## Exercise requirements
Transcribe all of the records precisely as they are presented.

Start of Raw data

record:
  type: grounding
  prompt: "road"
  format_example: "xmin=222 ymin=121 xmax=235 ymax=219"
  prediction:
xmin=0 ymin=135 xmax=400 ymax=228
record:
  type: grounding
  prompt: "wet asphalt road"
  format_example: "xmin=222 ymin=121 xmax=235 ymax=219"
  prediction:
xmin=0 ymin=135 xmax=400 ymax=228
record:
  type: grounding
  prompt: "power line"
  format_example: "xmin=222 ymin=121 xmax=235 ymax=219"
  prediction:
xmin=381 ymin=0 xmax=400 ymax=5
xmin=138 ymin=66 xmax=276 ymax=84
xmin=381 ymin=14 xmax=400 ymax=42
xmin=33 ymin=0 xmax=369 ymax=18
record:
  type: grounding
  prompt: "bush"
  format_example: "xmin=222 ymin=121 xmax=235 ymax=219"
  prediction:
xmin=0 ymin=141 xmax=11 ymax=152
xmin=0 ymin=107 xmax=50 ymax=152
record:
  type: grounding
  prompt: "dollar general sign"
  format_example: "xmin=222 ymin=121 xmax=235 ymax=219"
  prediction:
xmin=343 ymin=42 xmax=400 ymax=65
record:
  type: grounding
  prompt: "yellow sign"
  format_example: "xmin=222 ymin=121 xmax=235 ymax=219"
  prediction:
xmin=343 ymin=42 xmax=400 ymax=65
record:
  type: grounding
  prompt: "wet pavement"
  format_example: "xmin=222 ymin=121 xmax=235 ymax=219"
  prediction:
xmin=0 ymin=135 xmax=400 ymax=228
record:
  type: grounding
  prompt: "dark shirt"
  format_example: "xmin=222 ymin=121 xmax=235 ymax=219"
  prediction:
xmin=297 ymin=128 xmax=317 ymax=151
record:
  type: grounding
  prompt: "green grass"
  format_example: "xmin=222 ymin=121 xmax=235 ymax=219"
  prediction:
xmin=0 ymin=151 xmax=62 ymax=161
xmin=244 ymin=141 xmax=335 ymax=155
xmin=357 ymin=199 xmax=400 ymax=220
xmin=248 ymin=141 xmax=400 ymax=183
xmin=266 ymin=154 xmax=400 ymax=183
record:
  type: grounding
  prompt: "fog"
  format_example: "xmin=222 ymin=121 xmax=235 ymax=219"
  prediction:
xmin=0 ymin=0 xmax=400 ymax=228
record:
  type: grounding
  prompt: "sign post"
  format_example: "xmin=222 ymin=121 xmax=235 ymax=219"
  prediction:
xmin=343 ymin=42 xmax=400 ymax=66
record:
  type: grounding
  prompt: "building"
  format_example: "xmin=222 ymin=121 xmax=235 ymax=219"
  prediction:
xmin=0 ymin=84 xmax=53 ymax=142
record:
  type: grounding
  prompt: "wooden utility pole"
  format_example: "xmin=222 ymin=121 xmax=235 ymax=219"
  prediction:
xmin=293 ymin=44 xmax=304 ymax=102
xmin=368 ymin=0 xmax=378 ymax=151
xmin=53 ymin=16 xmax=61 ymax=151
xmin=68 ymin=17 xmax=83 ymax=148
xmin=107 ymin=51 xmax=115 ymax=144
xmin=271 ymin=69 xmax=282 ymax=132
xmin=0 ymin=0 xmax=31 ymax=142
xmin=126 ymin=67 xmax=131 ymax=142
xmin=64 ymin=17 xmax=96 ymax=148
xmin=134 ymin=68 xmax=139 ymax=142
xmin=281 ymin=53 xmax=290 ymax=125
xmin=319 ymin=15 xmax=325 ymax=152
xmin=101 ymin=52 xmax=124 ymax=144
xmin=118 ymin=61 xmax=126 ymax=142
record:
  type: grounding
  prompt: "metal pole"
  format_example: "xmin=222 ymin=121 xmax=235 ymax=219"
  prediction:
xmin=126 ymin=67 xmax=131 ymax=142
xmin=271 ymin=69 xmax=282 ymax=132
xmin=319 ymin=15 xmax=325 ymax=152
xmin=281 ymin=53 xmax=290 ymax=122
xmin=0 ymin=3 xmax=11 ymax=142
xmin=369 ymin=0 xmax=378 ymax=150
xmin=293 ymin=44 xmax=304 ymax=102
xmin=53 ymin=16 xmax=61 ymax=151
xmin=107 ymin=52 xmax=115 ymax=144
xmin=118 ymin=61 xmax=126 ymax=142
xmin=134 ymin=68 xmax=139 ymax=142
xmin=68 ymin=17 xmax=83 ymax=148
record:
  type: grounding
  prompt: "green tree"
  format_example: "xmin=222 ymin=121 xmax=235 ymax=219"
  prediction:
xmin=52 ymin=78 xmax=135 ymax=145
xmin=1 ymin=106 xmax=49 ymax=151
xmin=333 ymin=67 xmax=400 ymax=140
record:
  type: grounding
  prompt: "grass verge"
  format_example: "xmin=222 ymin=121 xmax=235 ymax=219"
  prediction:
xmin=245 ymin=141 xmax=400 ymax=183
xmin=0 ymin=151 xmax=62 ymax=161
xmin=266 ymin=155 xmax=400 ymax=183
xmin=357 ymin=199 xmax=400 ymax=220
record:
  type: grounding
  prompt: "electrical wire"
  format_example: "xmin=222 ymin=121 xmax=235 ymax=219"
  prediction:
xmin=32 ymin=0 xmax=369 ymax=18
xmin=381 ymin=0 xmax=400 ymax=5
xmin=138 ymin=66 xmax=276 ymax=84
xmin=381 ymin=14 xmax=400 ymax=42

End of Raw data

## Exercise response
record:
  type: grounding
  prompt: "road"
  format_example: "xmin=222 ymin=121 xmax=235 ymax=219"
  prediction:
xmin=0 ymin=135 xmax=400 ymax=228
record:
  type: grounding
  prompt: "wet asphalt road"
  format_example: "xmin=222 ymin=121 xmax=235 ymax=219"
  prediction:
xmin=0 ymin=135 xmax=400 ymax=228
record:
  type: grounding
  prompt: "power line"
  format_example: "xmin=222 ymin=121 xmax=235 ymax=219"
  prediction:
xmin=381 ymin=0 xmax=400 ymax=5
xmin=138 ymin=66 xmax=276 ymax=84
xmin=381 ymin=14 xmax=400 ymax=42
xmin=33 ymin=0 xmax=369 ymax=18
record:
  type: grounding
  prompt: "bush"
  format_example: "xmin=222 ymin=121 xmax=235 ymax=219"
  prediction:
xmin=0 ymin=141 xmax=11 ymax=152
xmin=0 ymin=107 xmax=50 ymax=152
record:
  type: grounding
  prompt: "dollar general sign"
  format_example: "xmin=222 ymin=121 xmax=235 ymax=219"
  prediction:
xmin=343 ymin=42 xmax=400 ymax=65
record:
  type: grounding
  prompt: "yellow sign"
  format_example: "xmin=222 ymin=121 xmax=235 ymax=219"
  prediction:
xmin=343 ymin=42 xmax=400 ymax=65
record:
  type: grounding
  prompt: "wet pavement"
  format_example: "xmin=222 ymin=121 xmax=235 ymax=219"
  prediction:
xmin=0 ymin=135 xmax=400 ymax=228
record:
  type: grounding
  prompt: "dark shirt"
  format_example: "xmin=222 ymin=121 xmax=235 ymax=219"
  prediction:
xmin=297 ymin=128 xmax=317 ymax=151
record:
  type: grounding
  prompt: "green grass"
  format_example: "xmin=222 ymin=121 xmax=235 ymax=219"
  prediction:
xmin=0 ymin=151 xmax=62 ymax=161
xmin=244 ymin=141 xmax=335 ymax=155
xmin=357 ymin=199 xmax=400 ymax=220
xmin=248 ymin=141 xmax=400 ymax=183
xmin=266 ymin=154 xmax=400 ymax=183
record:
  type: grounding
  prompt: "fog"
  format_example: "xmin=222 ymin=121 xmax=235 ymax=219"
  prediction:
xmin=0 ymin=0 xmax=400 ymax=228
record:
  type: grounding
  prompt: "sign post"
  format_example: "xmin=222 ymin=121 xmax=235 ymax=219"
  prediction:
xmin=343 ymin=42 xmax=400 ymax=66
record:
  type: grounding
  prompt: "building"
  format_example: "xmin=222 ymin=121 xmax=235 ymax=219"
  prediction:
xmin=0 ymin=84 xmax=53 ymax=142
record:
  type: grounding
  prompt: "wooden utility pole"
  format_example: "xmin=222 ymin=121 xmax=235 ymax=219"
  prediction:
xmin=293 ymin=44 xmax=304 ymax=102
xmin=368 ymin=0 xmax=378 ymax=151
xmin=53 ymin=16 xmax=61 ymax=151
xmin=68 ymin=17 xmax=83 ymax=148
xmin=107 ymin=51 xmax=115 ymax=144
xmin=271 ymin=69 xmax=282 ymax=132
xmin=0 ymin=0 xmax=31 ymax=142
xmin=126 ymin=67 xmax=131 ymax=142
xmin=64 ymin=17 xmax=96 ymax=148
xmin=134 ymin=68 xmax=139 ymax=142
xmin=281 ymin=53 xmax=290 ymax=125
xmin=319 ymin=15 xmax=325 ymax=152
xmin=101 ymin=52 xmax=124 ymax=144
xmin=118 ymin=61 xmax=126 ymax=142
record:
  type: grounding
  prompt: "metal pole"
  format_example: "xmin=222 ymin=121 xmax=235 ymax=219"
  prediction:
xmin=126 ymin=67 xmax=131 ymax=142
xmin=271 ymin=69 xmax=282 ymax=132
xmin=319 ymin=15 xmax=325 ymax=152
xmin=281 ymin=53 xmax=290 ymax=122
xmin=0 ymin=3 xmax=11 ymax=142
xmin=369 ymin=0 xmax=378 ymax=150
xmin=293 ymin=44 xmax=304 ymax=102
xmin=53 ymin=16 xmax=61 ymax=151
xmin=107 ymin=52 xmax=115 ymax=144
xmin=118 ymin=61 xmax=126 ymax=142
xmin=134 ymin=68 xmax=139 ymax=142
xmin=68 ymin=17 xmax=83 ymax=148
record:
  type: grounding
  prompt: "green tree"
  format_example: "xmin=222 ymin=121 xmax=235 ymax=219"
  prediction:
xmin=52 ymin=78 xmax=135 ymax=145
xmin=1 ymin=106 xmax=49 ymax=151
xmin=333 ymin=67 xmax=400 ymax=140
record:
  type: grounding
  prompt: "grass verge"
  format_example: "xmin=222 ymin=121 xmax=235 ymax=219"
  prediction:
xmin=245 ymin=141 xmax=400 ymax=183
xmin=0 ymin=151 xmax=62 ymax=161
xmin=266 ymin=155 xmax=400 ymax=183
xmin=357 ymin=199 xmax=400 ymax=220
record:
  type: grounding
  prompt: "electrical wire"
  format_example: "xmin=222 ymin=121 xmax=235 ymax=219"
  prediction:
xmin=32 ymin=0 xmax=369 ymax=18
xmin=381 ymin=0 xmax=400 ymax=5
xmin=138 ymin=66 xmax=276 ymax=84
xmin=381 ymin=14 xmax=400 ymax=42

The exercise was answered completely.